Your objective ▸ Exactly as they appear, reproduce the lines from the one holding "Check that every instance of the green stem" through the last line of the material below.
*** Begin section ***
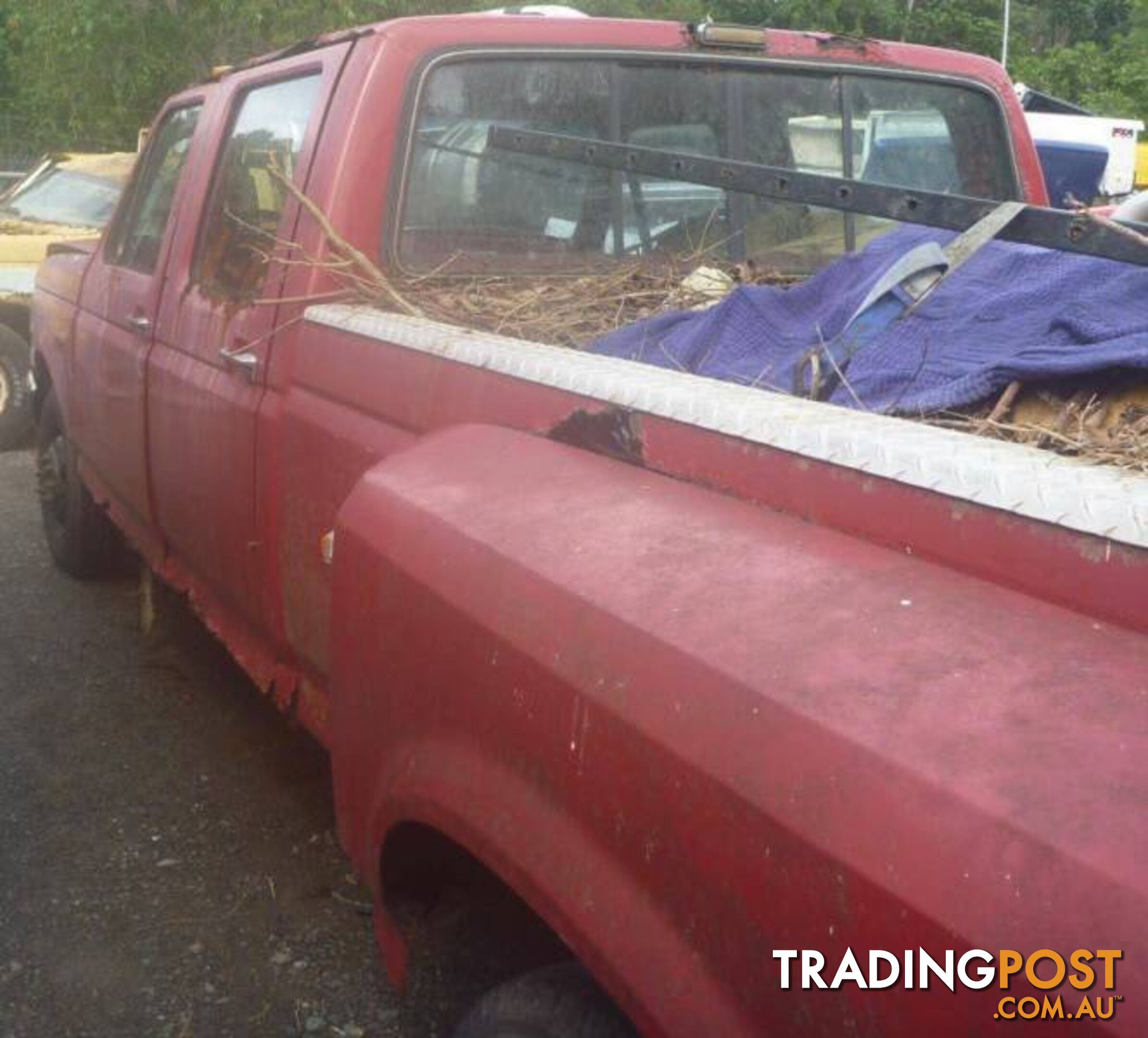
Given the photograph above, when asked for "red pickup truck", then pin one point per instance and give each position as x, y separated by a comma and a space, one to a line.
776, 717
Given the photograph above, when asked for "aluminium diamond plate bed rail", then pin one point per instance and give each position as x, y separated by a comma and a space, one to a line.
1010, 477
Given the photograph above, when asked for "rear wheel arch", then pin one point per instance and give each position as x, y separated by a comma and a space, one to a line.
510, 952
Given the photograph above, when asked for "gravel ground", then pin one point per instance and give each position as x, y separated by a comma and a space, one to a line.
168, 862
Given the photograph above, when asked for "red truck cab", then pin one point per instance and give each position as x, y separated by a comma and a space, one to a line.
702, 674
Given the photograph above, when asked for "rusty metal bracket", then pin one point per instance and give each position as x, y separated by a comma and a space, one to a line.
1051, 229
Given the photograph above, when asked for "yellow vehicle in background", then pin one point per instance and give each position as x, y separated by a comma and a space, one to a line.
63, 198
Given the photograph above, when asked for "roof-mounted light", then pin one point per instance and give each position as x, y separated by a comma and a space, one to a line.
728, 37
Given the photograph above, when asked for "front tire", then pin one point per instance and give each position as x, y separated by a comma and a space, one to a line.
15, 399
81, 538
558, 1001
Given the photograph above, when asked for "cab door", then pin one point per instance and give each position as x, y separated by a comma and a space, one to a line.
217, 328
116, 319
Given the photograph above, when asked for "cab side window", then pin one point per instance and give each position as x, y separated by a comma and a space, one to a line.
136, 239
249, 192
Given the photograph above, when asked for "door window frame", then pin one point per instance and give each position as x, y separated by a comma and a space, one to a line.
127, 213
313, 66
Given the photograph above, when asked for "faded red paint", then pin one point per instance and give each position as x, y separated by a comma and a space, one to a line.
722, 703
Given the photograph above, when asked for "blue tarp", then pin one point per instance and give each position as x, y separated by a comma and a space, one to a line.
1013, 311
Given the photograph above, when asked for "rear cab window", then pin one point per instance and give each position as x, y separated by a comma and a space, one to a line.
469, 207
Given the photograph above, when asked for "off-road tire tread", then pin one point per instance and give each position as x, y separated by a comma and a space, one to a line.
557, 1001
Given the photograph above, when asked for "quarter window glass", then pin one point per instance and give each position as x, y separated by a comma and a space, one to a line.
475, 207
248, 197
137, 239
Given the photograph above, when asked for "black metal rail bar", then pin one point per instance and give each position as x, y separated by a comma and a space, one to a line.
1051, 229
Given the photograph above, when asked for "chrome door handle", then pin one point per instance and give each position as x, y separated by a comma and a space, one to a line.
242, 361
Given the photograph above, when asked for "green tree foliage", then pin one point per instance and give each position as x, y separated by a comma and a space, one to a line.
92, 72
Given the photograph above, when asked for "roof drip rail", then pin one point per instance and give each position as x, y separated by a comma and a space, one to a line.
1051, 229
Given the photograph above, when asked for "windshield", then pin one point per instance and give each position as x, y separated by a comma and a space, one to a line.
65, 197
476, 207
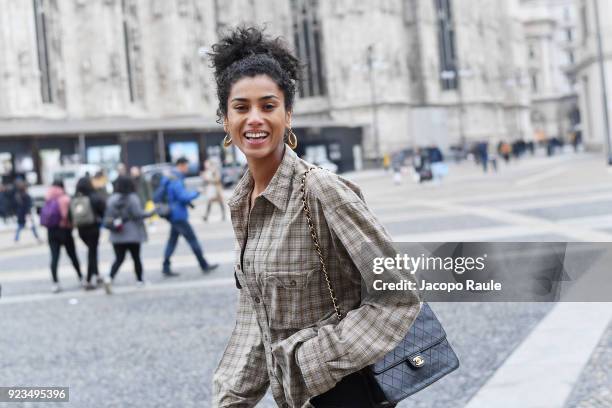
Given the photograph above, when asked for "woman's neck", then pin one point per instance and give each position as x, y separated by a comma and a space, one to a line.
264, 169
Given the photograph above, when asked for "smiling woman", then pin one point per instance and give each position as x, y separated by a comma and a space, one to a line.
286, 334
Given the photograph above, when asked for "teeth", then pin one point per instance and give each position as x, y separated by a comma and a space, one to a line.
259, 135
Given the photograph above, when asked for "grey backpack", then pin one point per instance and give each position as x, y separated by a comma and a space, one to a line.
81, 211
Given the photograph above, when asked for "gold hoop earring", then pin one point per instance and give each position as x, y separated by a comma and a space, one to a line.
292, 139
227, 141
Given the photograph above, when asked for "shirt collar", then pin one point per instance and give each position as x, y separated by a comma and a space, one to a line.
277, 190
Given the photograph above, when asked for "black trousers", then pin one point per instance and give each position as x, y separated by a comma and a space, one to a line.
91, 238
58, 237
352, 391
120, 251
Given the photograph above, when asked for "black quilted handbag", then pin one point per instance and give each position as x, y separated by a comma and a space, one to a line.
420, 359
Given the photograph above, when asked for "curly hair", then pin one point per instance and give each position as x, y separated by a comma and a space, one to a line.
247, 52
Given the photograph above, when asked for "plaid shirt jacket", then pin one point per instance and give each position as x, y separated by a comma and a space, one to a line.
287, 335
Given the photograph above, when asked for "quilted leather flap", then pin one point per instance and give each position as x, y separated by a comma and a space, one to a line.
425, 332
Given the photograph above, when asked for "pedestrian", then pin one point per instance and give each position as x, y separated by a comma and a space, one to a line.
439, 169
87, 209
23, 210
214, 188
99, 183
143, 188
172, 190
125, 218
285, 336
55, 217
4, 204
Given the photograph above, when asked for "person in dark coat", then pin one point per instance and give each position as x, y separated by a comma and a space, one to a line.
143, 188
23, 209
124, 209
4, 203
90, 234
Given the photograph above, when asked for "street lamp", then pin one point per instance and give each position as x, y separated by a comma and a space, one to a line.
370, 63
602, 74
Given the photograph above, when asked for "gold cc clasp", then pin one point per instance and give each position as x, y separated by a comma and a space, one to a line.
418, 361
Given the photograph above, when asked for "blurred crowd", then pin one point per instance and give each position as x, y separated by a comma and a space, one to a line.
121, 207
428, 164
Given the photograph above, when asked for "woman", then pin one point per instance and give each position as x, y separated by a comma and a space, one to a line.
90, 232
23, 210
55, 216
124, 217
287, 334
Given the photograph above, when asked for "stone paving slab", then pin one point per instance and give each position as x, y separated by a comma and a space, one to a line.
594, 386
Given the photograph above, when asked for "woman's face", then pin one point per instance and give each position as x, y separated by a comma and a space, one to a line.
256, 117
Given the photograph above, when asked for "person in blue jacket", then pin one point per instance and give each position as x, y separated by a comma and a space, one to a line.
178, 199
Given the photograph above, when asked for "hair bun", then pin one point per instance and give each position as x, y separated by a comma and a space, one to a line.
247, 41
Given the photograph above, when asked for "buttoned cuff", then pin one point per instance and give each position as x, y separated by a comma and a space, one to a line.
317, 377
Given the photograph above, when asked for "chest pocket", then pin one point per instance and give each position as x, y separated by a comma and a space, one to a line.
294, 299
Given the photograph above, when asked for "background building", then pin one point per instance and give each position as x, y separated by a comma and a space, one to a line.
551, 34
587, 70
128, 80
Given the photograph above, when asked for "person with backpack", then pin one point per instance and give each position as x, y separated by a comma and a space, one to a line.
56, 218
87, 210
23, 210
124, 218
173, 200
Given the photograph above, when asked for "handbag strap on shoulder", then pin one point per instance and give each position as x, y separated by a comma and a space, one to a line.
315, 240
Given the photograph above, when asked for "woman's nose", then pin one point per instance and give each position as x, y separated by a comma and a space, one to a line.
255, 117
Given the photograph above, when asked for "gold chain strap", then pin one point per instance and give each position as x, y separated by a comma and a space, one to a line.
315, 240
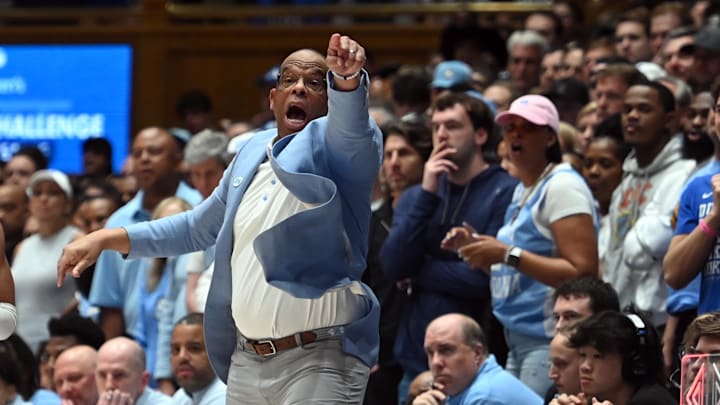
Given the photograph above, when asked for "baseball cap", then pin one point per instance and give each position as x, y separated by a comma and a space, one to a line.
451, 73
55, 176
535, 108
708, 38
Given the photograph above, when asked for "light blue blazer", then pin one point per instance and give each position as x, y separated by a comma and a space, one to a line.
332, 164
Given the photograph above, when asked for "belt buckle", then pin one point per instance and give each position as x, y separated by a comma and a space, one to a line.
272, 346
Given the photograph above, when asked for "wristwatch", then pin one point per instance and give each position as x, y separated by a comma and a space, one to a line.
512, 256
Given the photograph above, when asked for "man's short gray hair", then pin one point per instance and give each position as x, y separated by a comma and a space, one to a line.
206, 145
527, 38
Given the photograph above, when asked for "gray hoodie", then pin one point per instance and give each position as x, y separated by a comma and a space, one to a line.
640, 228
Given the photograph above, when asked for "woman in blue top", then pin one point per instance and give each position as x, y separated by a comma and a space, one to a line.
549, 236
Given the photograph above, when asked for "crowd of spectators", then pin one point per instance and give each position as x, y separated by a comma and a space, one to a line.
540, 206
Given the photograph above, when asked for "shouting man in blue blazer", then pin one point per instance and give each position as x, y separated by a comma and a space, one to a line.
287, 320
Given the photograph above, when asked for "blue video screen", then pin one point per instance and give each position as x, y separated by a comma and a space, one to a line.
57, 96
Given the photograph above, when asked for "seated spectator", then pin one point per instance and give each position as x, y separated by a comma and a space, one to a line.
10, 380
8, 313
23, 164
191, 366
74, 377
564, 364
620, 361
65, 332
463, 371
121, 375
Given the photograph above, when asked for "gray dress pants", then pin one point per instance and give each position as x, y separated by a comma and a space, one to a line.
317, 373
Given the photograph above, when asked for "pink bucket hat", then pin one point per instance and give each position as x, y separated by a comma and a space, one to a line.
535, 108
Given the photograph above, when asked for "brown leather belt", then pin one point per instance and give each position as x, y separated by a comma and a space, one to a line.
268, 347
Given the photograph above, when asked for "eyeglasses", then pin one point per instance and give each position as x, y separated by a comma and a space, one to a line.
315, 83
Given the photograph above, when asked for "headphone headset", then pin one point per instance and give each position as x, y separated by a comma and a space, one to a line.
634, 365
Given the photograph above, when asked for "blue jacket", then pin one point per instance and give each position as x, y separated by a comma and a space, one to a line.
332, 164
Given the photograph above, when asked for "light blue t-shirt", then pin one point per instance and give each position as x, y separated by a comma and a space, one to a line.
117, 281
213, 394
495, 386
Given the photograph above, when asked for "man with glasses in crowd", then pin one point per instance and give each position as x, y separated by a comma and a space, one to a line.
293, 324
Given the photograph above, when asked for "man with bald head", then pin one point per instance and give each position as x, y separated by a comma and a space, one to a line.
13, 214
121, 376
74, 376
463, 371
290, 218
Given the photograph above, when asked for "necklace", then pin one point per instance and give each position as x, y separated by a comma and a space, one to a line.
529, 191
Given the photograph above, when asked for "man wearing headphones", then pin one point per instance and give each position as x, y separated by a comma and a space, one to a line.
620, 362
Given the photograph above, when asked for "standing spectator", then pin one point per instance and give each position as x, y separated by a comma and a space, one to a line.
23, 164
564, 365
548, 237
641, 209
547, 24
206, 158
121, 376
460, 184
407, 148
161, 302
664, 18
632, 38
411, 93
706, 67
8, 313
698, 143
677, 54
156, 157
603, 172
194, 108
35, 263
580, 298
551, 68
611, 83
526, 50
692, 250
14, 213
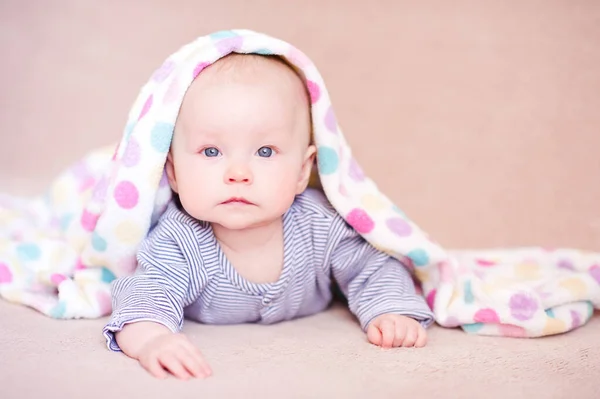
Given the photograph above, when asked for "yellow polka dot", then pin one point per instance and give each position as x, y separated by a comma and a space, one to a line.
527, 271
373, 203
554, 326
577, 287
422, 275
128, 232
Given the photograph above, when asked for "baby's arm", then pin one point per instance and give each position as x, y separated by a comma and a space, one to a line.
380, 291
148, 306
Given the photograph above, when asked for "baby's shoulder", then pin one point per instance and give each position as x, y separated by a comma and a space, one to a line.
174, 221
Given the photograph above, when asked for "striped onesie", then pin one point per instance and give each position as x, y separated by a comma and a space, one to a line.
183, 273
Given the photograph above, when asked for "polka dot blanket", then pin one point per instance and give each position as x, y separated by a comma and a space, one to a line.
60, 251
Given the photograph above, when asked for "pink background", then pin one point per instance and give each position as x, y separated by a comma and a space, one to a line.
479, 119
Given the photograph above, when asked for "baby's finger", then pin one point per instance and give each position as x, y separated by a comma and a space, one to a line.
153, 366
173, 364
412, 333
421, 338
374, 335
388, 331
195, 352
400, 334
191, 364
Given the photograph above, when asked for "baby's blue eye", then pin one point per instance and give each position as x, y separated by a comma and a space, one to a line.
265, 152
211, 152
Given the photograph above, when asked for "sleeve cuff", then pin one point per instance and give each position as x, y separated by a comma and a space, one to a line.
419, 311
118, 321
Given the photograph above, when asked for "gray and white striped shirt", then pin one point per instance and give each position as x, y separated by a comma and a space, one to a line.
183, 273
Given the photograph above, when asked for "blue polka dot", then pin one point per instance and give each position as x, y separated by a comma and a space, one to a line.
222, 34
473, 327
327, 160
161, 136
28, 252
419, 257
468, 292
107, 276
590, 309
98, 243
58, 311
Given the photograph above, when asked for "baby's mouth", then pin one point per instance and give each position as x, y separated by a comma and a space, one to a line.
237, 201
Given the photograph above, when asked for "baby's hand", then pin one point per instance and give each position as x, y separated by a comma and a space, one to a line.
392, 330
173, 353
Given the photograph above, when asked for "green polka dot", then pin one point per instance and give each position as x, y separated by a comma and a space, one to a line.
327, 160
161, 136
419, 257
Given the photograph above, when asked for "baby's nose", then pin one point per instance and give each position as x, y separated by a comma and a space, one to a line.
238, 174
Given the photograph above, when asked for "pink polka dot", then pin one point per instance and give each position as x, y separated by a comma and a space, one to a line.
199, 68
100, 190
446, 273
486, 316
431, 298
451, 322
5, 274
79, 265
88, 220
57, 278
132, 154
104, 303
360, 220
126, 195
314, 90
86, 184
575, 319
595, 272
146, 107
510, 330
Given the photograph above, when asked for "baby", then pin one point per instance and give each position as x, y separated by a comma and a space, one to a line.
245, 240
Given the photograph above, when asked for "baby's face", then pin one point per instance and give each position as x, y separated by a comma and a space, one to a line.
241, 149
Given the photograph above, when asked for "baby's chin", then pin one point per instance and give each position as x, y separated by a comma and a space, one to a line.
242, 222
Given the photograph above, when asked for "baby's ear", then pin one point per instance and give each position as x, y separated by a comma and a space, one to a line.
170, 169
309, 159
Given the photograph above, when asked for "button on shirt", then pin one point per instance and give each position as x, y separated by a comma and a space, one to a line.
183, 273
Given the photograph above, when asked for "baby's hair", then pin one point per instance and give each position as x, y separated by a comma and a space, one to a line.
232, 61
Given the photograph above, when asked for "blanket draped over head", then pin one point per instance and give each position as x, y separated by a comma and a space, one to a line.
60, 251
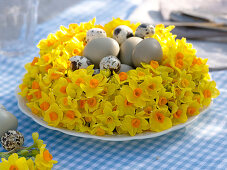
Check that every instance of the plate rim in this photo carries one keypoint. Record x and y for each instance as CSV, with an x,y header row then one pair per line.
x,y
21,104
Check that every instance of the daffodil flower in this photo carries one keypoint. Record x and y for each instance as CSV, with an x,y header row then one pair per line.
x,y
159,120
109,117
53,115
134,124
44,160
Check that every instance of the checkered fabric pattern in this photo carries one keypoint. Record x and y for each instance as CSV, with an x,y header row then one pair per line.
x,y
201,145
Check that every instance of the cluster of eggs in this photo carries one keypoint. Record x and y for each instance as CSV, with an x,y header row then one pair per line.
x,y
122,52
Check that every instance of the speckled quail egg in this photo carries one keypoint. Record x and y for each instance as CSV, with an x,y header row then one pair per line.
x,y
12,139
144,30
78,62
127,48
125,68
7,121
98,48
121,33
110,62
147,50
95,33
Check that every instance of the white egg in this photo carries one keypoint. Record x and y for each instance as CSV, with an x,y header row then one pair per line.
x,y
79,62
95,33
110,62
145,30
121,33
98,48
7,121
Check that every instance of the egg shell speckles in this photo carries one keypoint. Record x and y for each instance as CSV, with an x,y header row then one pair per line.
x,y
121,33
95,33
78,62
145,30
110,62
12,139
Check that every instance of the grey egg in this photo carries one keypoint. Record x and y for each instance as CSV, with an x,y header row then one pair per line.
x,y
144,30
125,68
95,33
7,121
147,50
121,33
110,62
127,48
12,139
98,48
79,62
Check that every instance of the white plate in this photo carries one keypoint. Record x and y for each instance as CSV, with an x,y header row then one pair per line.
x,y
145,135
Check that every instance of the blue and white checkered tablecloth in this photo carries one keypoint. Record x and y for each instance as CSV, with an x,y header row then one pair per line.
x,y
201,145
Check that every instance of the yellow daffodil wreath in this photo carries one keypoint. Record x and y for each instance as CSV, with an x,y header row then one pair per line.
x,y
153,97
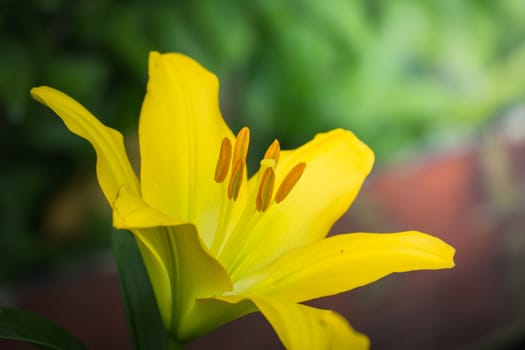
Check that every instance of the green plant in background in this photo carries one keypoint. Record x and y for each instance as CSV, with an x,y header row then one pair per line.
x,y
395,72
218,245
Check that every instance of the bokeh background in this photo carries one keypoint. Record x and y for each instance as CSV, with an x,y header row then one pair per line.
x,y
436,88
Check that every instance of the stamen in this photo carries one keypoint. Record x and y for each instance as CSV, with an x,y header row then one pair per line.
x,y
236,179
289,182
274,151
242,142
264,195
223,164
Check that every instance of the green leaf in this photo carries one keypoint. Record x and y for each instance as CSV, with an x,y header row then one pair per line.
x,y
26,326
145,324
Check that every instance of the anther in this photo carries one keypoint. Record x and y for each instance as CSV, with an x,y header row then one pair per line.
x,y
236,179
242,142
289,182
223,164
274,151
264,195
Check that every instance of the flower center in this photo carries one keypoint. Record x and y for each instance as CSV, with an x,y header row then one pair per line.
x,y
238,166
230,236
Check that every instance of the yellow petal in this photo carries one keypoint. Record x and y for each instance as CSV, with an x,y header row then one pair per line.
x,y
337,163
344,262
174,255
113,167
180,132
303,327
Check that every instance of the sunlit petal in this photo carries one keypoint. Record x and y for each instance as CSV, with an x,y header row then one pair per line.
x,y
337,163
113,167
180,133
303,327
344,262
174,254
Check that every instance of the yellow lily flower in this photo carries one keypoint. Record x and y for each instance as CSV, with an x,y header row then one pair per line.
x,y
218,245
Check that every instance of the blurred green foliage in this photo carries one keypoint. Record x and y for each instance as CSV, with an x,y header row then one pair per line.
x,y
395,72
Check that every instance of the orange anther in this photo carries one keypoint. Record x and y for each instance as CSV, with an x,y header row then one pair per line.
x,y
264,195
242,142
274,151
236,179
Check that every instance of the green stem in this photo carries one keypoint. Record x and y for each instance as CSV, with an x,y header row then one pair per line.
x,y
174,345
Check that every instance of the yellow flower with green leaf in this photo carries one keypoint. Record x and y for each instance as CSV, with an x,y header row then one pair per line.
*** End section ***
Solution to this task ▸
Check that every instance of the green stem in this photo carries one keypoint. Record x and y for each instance as CSV, with an x,y header row then one pair per line.
x,y
174,345
Check that every instance of the yellow flower with green leaf in this photo carries one keypoint. Record x and y for each instance as CSV, with an x,y header row then one pair per line.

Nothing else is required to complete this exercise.